QUOTED TEXT
========
Created attachment 217 [details] Define MAX_POSITIVE_LOCK_OFFSET to be a 32-bit value This patch should be a quick-fix. We should really detect whether MAX_POSITIVE_LOCK_OFFSET is set to an appropriate value at configure time, as well as have an assert in the fcntl() wrapper to abort when a negative value is passed as an offset. It looks like HPUX is the only platform that defines MAX_POSITIVE_LOCK_OFFSET though. I might have to track down whoever put it in and ask them why they did it.
Created attachment 218 [details] Samba logs after the max_offset patch Here are the current level 10 logs produced after the max_offset patch. Things seem better, although the 'tdb_brlock failed' messages are still occurring. I have seen none of the posix_fcntl_lock messages. I will quiz the users later to see if they are still having trouble seeing shares. Tony
Excellent. The tdb_brlock() must be a separate problem then.
The fcntl debugs look a lot more reasonable now, the lack of negative numbers is definitely a bonus. (-: I've checked the patch for tdb.c in to CVS as I think it's an appropriate change to have in the code anyway. Reassigning to me.
Created attachment 225 [details] Samba logs with tdb_brlock failed messages Here are some logs captured this morning, after I saw several 'tdb_brlock failed' messages. I switched the loglevel to 10, and captured these - particularly see log.smbd at 2003/10/27 11:47:14. I have not had any complaints from the users about unavailable shares. Tony
According to the manpage, EACCES is returned when the "operation is prohibited by locks held by other processes". Tony, have you seen any more troubles in the office?
I have not heard any complaints since the MAX_POSITIVE_LOCK_OFFSET patch. Whatever is going on with the tdb_brlock failed messages, it seems to have no impact on our users.
Marking as fixed.
sorry for the same, cleaning up the database to prevent unecessary reopens of bugs.
database cleanup
========
STORED DATA

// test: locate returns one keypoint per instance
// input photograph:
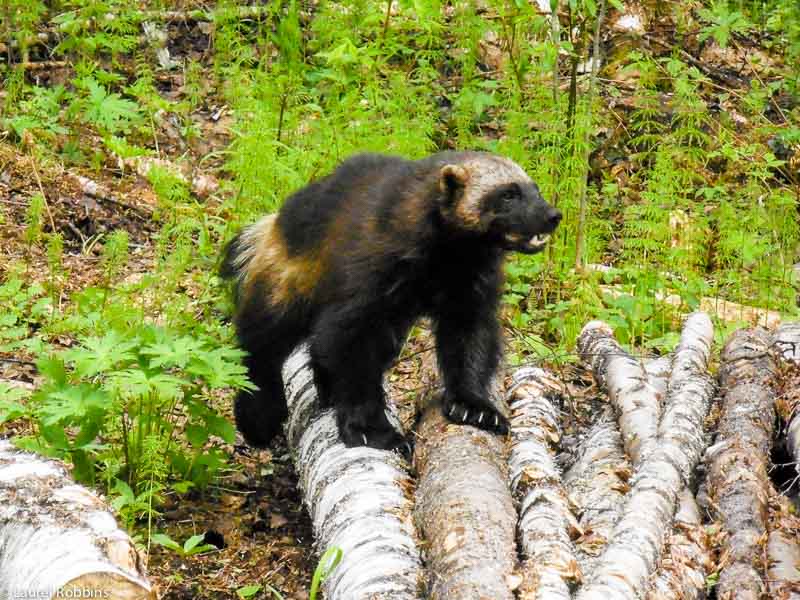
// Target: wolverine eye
(510, 194)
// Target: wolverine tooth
(539, 239)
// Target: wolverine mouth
(539, 240)
(516, 243)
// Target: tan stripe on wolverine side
(263, 257)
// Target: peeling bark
(783, 551)
(57, 537)
(597, 484)
(546, 524)
(464, 510)
(738, 462)
(687, 559)
(628, 387)
(359, 499)
(665, 462)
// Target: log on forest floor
(359, 499)
(464, 510)
(738, 462)
(501, 521)
(664, 443)
(57, 537)
(546, 524)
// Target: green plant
(190, 547)
(327, 563)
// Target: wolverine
(352, 260)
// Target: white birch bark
(665, 462)
(359, 499)
(738, 462)
(686, 561)
(546, 525)
(629, 389)
(597, 484)
(57, 537)
(464, 510)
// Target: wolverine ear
(452, 179)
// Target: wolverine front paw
(483, 416)
(384, 437)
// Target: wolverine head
(491, 195)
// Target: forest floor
(254, 511)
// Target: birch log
(359, 499)
(58, 539)
(546, 524)
(686, 560)
(783, 551)
(787, 341)
(738, 462)
(464, 510)
(665, 464)
(624, 378)
(597, 484)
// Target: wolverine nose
(553, 217)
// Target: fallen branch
(546, 525)
(738, 462)
(58, 538)
(93, 189)
(464, 510)
(358, 498)
(624, 569)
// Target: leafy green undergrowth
(132, 404)
(690, 187)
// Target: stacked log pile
(664, 490)
(665, 493)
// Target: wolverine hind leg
(350, 351)
(268, 337)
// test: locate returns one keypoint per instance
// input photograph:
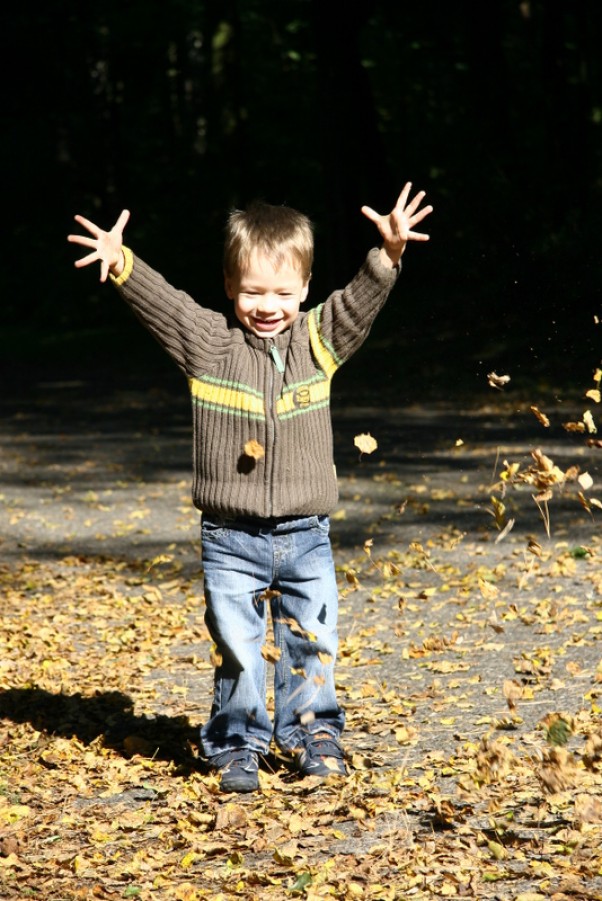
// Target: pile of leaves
(469, 669)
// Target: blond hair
(277, 232)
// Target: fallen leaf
(366, 443)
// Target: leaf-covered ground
(470, 664)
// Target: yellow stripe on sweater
(303, 397)
(325, 355)
(227, 397)
(128, 258)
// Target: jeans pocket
(213, 531)
(323, 525)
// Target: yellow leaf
(542, 418)
(497, 381)
(254, 449)
(365, 442)
(271, 653)
(588, 419)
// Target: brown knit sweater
(262, 438)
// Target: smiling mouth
(266, 323)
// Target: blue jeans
(288, 566)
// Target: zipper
(271, 420)
(276, 357)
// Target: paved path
(436, 614)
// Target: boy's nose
(267, 304)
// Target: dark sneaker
(238, 770)
(322, 755)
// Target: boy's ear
(305, 290)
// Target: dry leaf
(543, 419)
(588, 419)
(497, 381)
(271, 653)
(586, 481)
(513, 692)
(366, 443)
(254, 449)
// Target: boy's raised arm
(397, 228)
(106, 246)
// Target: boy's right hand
(106, 246)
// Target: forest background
(182, 109)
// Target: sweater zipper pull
(276, 358)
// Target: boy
(264, 476)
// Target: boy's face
(266, 299)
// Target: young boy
(264, 476)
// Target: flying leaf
(541, 417)
(497, 381)
(588, 419)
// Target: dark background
(181, 109)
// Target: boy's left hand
(397, 227)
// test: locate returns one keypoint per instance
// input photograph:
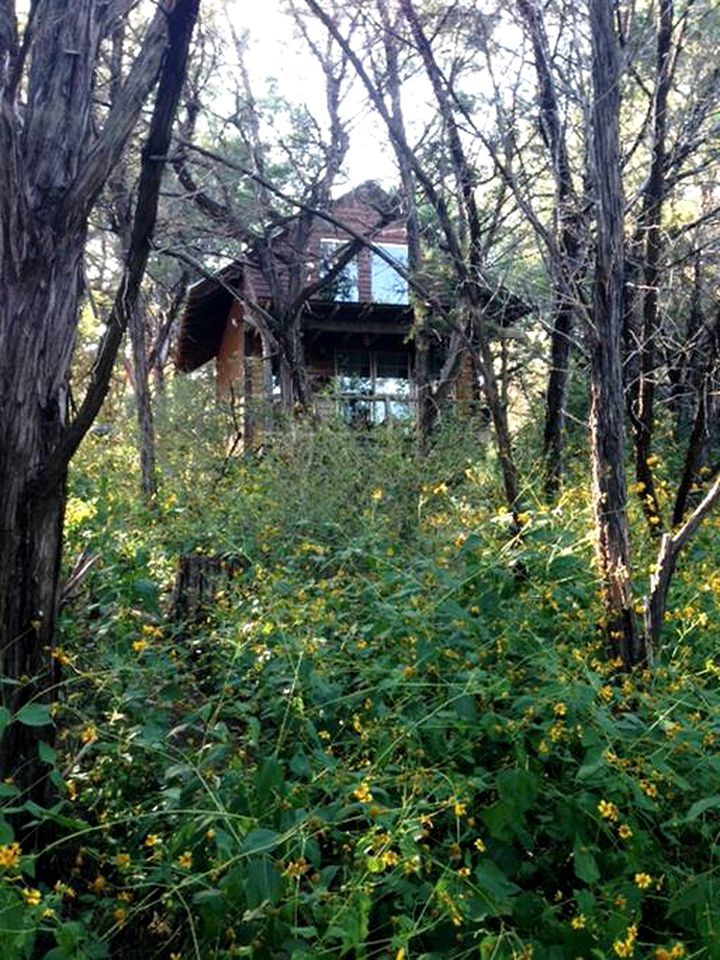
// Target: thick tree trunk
(565, 259)
(52, 168)
(651, 222)
(38, 326)
(606, 392)
(484, 364)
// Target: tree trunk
(52, 169)
(565, 260)
(143, 401)
(606, 391)
(651, 222)
(38, 331)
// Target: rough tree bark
(606, 390)
(52, 170)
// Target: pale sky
(275, 53)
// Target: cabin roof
(208, 300)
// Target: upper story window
(344, 287)
(387, 284)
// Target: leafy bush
(396, 735)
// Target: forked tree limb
(181, 22)
(670, 547)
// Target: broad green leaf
(584, 862)
(260, 841)
(34, 715)
(698, 808)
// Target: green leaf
(263, 883)
(268, 780)
(698, 808)
(46, 752)
(34, 715)
(584, 862)
(518, 788)
(493, 881)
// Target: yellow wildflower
(607, 810)
(363, 793)
(88, 734)
(98, 884)
(296, 868)
(648, 788)
(10, 856)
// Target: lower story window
(373, 386)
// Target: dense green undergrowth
(396, 735)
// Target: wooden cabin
(355, 328)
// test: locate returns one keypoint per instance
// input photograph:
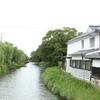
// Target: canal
(24, 84)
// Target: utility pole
(1, 38)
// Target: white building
(83, 55)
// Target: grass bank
(69, 87)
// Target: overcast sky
(25, 22)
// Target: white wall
(96, 63)
(97, 41)
(77, 45)
(79, 73)
(74, 47)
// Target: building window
(92, 44)
(88, 65)
(81, 64)
(82, 44)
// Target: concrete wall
(77, 45)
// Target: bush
(69, 87)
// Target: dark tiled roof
(83, 52)
(94, 28)
(91, 29)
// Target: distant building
(83, 55)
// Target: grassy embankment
(69, 87)
(5, 69)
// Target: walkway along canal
(24, 84)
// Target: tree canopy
(53, 45)
(11, 57)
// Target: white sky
(25, 22)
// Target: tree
(53, 45)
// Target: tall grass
(69, 87)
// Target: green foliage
(10, 56)
(53, 46)
(67, 86)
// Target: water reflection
(24, 84)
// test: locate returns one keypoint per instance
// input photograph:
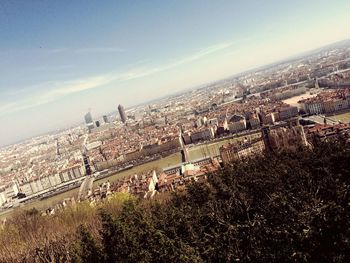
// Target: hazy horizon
(61, 59)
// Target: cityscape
(174, 131)
(213, 124)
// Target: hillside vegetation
(287, 207)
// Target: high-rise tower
(122, 113)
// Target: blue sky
(60, 58)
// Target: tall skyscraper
(105, 119)
(88, 118)
(122, 113)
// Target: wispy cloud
(84, 50)
(59, 89)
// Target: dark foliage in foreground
(289, 207)
(285, 207)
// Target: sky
(60, 59)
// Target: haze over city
(58, 59)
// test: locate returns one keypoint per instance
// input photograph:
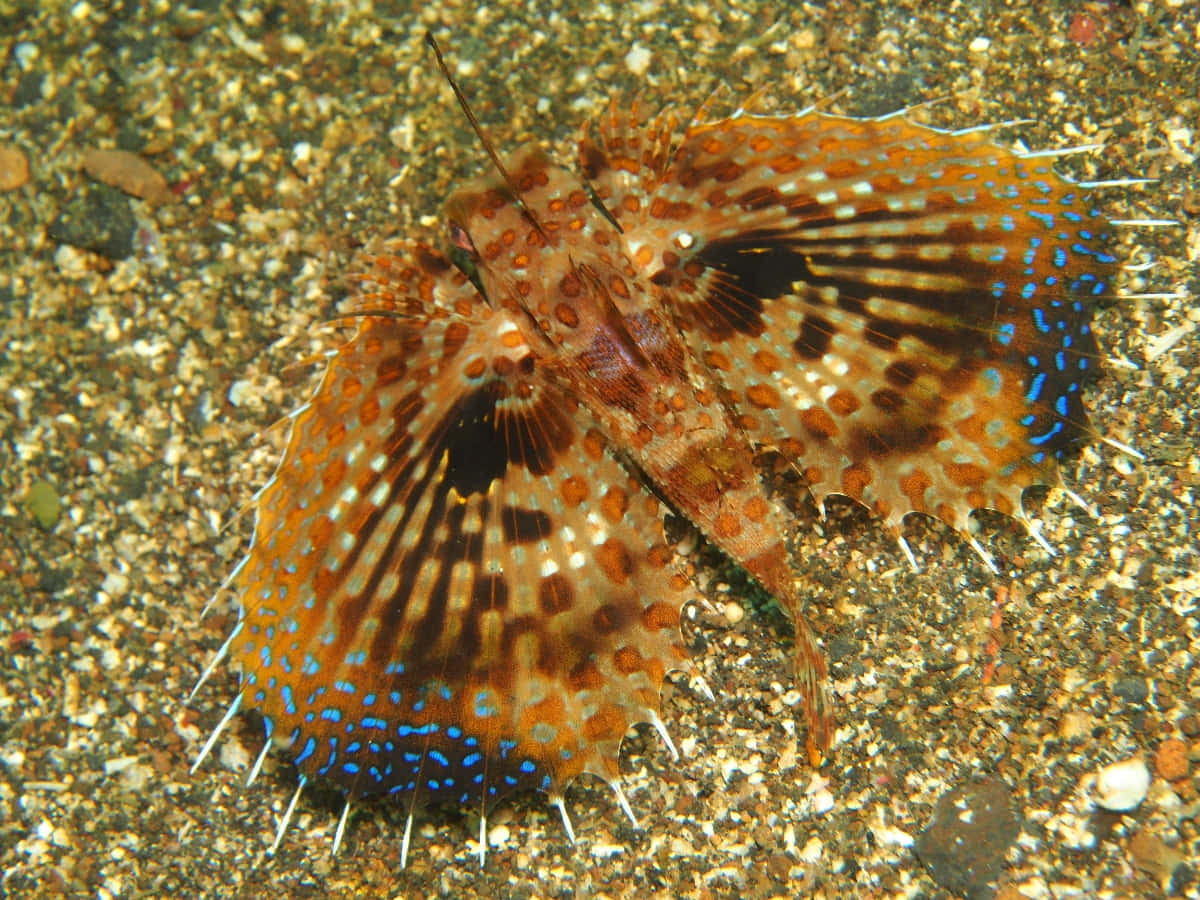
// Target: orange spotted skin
(459, 585)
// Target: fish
(459, 585)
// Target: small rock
(639, 60)
(965, 845)
(101, 221)
(1171, 760)
(1121, 786)
(1155, 857)
(43, 504)
(13, 168)
(129, 172)
(1132, 690)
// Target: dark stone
(100, 220)
(964, 846)
(1132, 690)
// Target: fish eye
(461, 240)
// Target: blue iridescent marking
(310, 745)
(1039, 381)
(1043, 438)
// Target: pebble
(43, 504)
(639, 59)
(1121, 786)
(1171, 760)
(965, 845)
(129, 172)
(13, 168)
(101, 221)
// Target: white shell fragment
(1121, 786)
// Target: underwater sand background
(145, 342)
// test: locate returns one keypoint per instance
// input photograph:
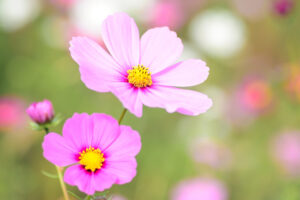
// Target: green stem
(61, 182)
(122, 115)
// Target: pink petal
(160, 47)
(97, 68)
(97, 130)
(124, 170)
(183, 74)
(58, 151)
(78, 130)
(120, 155)
(128, 144)
(186, 102)
(121, 36)
(106, 130)
(129, 96)
(88, 182)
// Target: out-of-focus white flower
(14, 14)
(87, 15)
(218, 33)
(190, 51)
(252, 9)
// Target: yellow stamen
(139, 76)
(91, 158)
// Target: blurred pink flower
(209, 152)
(293, 82)
(11, 113)
(101, 152)
(140, 72)
(255, 95)
(283, 7)
(286, 151)
(200, 189)
(41, 112)
(118, 197)
(166, 13)
(62, 3)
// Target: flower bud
(41, 112)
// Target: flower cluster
(97, 151)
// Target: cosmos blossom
(101, 153)
(140, 71)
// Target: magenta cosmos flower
(140, 71)
(101, 152)
(41, 112)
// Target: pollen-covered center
(139, 76)
(91, 158)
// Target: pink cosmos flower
(118, 197)
(101, 152)
(286, 151)
(140, 71)
(283, 7)
(255, 95)
(41, 112)
(200, 189)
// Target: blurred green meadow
(254, 71)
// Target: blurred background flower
(201, 188)
(252, 48)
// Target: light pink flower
(118, 197)
(63, 3)
(140, 72)
(41, 112)
(286, 151)
(101, 152)
(200, 189)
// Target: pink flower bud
(41, 112)
(283, 7)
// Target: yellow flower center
(139, 76)
(91, 158)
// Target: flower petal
(183, 74)
(97, 67)
(186, 102)
(58, 151)
(121, 36)
(129, 96)
(128, 144)
(78, 130)
(88, 182)
(106, 130)
(124, 170)
(160, 47)
(97, 130)
(120, 155)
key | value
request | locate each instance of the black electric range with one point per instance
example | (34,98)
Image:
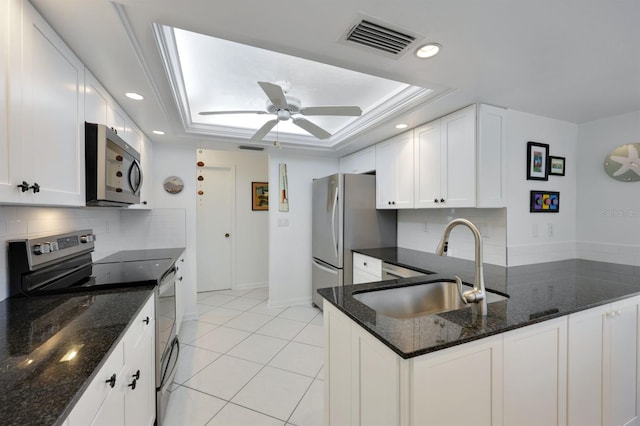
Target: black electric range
(62,263)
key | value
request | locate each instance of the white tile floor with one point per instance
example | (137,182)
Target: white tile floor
(244,363)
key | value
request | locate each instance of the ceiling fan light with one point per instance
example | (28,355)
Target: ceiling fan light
(428,50)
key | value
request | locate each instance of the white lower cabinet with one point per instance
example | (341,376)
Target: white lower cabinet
(580,369)
(128,398)
(458,386)
(366,269)
(369,384)
(603,386)
(535,374)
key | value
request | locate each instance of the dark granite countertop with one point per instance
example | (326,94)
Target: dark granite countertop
(36,332)
(143,254)
(536,293)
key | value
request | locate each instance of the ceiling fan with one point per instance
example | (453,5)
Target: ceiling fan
(285,107)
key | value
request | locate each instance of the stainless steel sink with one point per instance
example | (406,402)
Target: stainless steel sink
(418,299)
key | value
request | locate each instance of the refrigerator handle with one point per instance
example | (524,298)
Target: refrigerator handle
(324,268)
(333,220)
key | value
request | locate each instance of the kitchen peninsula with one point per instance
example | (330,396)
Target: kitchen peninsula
(562,349)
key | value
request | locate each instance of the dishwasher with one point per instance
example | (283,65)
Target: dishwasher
(392,272)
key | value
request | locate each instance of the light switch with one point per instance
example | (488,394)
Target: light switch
(283,222)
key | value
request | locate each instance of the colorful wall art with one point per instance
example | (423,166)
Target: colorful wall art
(544,202)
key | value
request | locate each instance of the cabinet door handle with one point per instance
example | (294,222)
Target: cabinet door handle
(111,380)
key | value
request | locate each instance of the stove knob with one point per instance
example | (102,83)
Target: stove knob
(89,238)
(43,248)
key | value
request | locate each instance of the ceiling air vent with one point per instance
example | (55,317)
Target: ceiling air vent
(251,148)
(379,37)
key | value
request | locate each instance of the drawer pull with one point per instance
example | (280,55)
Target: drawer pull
(111,380)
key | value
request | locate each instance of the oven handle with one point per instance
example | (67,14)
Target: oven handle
(173,270)
(175,345)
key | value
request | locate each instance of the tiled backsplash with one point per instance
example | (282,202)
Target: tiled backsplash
(115,229)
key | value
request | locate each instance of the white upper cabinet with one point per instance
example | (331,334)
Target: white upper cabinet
(603,376)
(6,183)
(363,161)
(46,108)
(394,172)
(445,161)
(429,157)
(492,156)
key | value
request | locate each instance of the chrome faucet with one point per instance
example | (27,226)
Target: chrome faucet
(477,295)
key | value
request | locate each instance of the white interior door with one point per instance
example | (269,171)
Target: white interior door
(215,228)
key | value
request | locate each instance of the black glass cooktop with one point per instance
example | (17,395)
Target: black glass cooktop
(129,272)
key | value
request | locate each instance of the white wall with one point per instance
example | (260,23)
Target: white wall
(608,211)
(31,222)
(290,233)
(422,229)
(250,233)
(170,160)
(556,232)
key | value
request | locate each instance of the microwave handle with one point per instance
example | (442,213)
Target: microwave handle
(136,164)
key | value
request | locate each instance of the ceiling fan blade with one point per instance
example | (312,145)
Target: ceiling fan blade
(349,111)
(314,129)
(262,131)
(231,112)
(275,94)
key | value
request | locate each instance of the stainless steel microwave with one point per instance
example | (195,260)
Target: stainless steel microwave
(113,171)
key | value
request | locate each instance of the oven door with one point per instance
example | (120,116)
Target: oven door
(165,317)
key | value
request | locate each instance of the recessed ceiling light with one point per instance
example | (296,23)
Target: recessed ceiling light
(135,96)
(428,50)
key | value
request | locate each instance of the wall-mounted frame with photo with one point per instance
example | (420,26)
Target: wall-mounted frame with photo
(556,166)
(259,195)
(537,161)
(544,202)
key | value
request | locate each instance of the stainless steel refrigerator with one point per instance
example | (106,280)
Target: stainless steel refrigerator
(345,218)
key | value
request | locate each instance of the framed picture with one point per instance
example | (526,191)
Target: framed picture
(259,195)
(537,161)
(556,166)
(544,202)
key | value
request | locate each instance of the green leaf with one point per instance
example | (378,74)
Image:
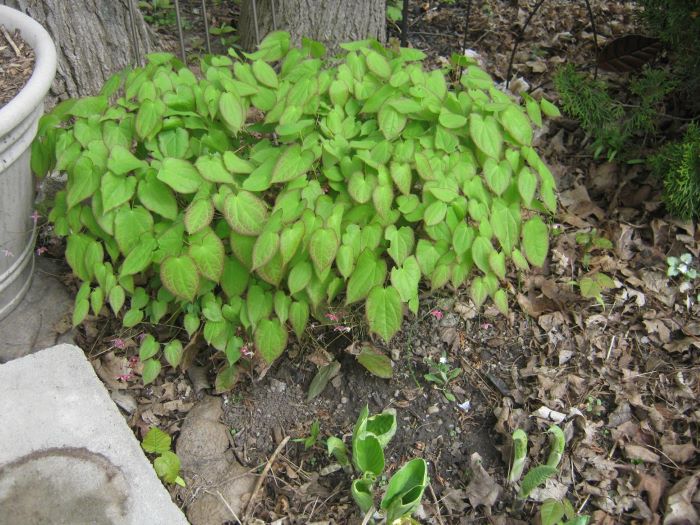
========
GIVEN PROBLEM
For each statement below, decide whether it agrees with the Samba bug thread. Answer yes or no, and quote the words from the thread that settle it. 1. HPUX appears to be the only platform that defines MAX_POSITIVE_LOCK_OFFSET. 2. After the max_offset patch, the 'tdb_brlock failed' messages no longer appeared. 3. Users complained about unavailable shares on the morning the tdb_brlock logs were captured.

RESULT BELOW
1. Yes: "It looks like HPUX is the only platform that defines MAX_POSITIVE_LOCK_OFFSET though."
2. No: "although the 'tdb_brlock failed' messages are still occurring."
3. No: "I have not had any complaints from the users about unavailable shares."